What to work on -
1. Reproduce without alteration the part of the review that opens with the words containing "There were many" and closes with "quality to it.".
2. Condense the paragraph of the review that begins "As I mentioned above" into a shorter version that retains its main facts.

There were many times where I was left in awe of Chabon’s storytelling skills and his ability to write such thought-provoking sentences. However, as the story pushed on, I found myself getting bored of the dense writing and began to wonder what the point of all of it is. There is no cohesion throughout the story and it was probably this book that made me realize that I really do need a story to have a purpose. Apparently, I don’t read writing just for writing’s sake; I enjoy it very much when a story has a redemptive quality to it.

As I mentioned above, the writing is very well done. I have many parts of the book underlined and have found myself thinking about them quite often. Chabon developed two of his characters quite well – Michael (the narrator) and his grandfather. However, I would have loved more development in regards to his grandma – she is eluded to as having been Jewish and a survivor of the Holocaust. She struggles with some possible mental issues due to her circumstances; sadly, none of this is fully developed in the story.

She was a vessel built to hold the pain of her history, but it had cracked her, and radiant darkness leaked out through the crack.

Dataset extract -
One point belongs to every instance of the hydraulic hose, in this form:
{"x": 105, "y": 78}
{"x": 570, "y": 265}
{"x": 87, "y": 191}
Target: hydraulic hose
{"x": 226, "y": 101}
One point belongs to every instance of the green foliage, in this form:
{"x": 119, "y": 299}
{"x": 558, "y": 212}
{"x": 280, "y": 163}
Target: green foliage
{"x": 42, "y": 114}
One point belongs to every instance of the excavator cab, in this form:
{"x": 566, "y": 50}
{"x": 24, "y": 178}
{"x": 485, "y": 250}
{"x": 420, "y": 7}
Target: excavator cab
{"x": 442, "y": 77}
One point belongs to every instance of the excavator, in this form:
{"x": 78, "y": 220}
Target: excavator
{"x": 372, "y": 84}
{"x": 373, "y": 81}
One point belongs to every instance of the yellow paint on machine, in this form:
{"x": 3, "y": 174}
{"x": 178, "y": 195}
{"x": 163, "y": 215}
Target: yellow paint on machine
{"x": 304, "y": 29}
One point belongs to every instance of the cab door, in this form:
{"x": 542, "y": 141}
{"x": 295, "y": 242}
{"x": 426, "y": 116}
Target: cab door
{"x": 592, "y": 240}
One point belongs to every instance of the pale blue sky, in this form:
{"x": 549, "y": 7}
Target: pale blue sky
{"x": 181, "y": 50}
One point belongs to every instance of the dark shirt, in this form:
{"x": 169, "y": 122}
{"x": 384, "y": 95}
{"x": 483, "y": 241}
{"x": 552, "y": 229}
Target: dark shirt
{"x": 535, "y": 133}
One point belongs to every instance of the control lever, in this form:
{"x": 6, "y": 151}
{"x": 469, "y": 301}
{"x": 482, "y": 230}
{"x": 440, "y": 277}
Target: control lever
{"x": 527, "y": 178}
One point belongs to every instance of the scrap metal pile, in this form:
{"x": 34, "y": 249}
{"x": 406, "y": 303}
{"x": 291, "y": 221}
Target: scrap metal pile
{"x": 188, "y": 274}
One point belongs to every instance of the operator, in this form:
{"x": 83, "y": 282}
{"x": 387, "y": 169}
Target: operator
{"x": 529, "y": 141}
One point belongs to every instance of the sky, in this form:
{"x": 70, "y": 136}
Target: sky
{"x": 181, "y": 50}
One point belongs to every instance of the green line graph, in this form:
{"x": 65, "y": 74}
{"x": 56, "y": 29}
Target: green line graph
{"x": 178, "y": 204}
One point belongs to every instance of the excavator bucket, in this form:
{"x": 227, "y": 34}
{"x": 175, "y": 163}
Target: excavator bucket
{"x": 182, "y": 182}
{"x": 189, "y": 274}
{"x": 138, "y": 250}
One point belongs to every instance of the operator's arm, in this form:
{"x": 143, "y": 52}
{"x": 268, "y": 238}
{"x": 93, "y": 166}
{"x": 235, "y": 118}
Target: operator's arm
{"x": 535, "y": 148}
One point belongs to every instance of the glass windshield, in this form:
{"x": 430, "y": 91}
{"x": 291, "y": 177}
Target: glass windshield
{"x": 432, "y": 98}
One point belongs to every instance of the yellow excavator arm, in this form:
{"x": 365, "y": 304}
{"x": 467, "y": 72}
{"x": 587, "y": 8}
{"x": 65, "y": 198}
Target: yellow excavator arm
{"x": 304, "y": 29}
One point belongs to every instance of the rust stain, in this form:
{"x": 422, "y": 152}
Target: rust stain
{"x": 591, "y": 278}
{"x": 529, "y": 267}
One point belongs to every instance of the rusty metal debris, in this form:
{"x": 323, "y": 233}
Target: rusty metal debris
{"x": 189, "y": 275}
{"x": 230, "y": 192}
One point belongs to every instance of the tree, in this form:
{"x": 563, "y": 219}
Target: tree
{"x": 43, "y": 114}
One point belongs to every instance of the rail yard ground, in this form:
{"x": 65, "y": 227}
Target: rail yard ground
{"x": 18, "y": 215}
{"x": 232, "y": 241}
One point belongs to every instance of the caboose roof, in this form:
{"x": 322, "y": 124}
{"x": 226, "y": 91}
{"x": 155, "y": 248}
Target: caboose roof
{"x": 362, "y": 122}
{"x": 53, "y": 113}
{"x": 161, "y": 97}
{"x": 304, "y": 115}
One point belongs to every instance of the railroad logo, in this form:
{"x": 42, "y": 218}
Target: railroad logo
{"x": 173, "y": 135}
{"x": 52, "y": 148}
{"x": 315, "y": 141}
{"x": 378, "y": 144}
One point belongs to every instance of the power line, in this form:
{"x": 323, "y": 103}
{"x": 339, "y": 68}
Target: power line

Written answers -
1.
There were many times where I was left in awe of Chabon’s storytelling skills and his ability to write such thought-provoking sentences. However, as the story pushed on, I found myself getting bored of the dense writing and began to wonder what the point of all of it is. There is no cohesion throughout the story and it was probably this book that made me realize that I really do need a story to have a purpose. Apparently, I don’t read writing just for writing’s sake; I enjoy it very much when a story has a redemptive quality to it.

2. The writing is very well done, and the reviewer has underlined many parts and often thinks about them. Chabon developed two characters well: Michael, the narrator, and his grandfather. The reviewer wanted more development of the grandmother. She is presented as Jewish and a Holocaust survivor who struggles with possible mental issues, but none of this is fully developed.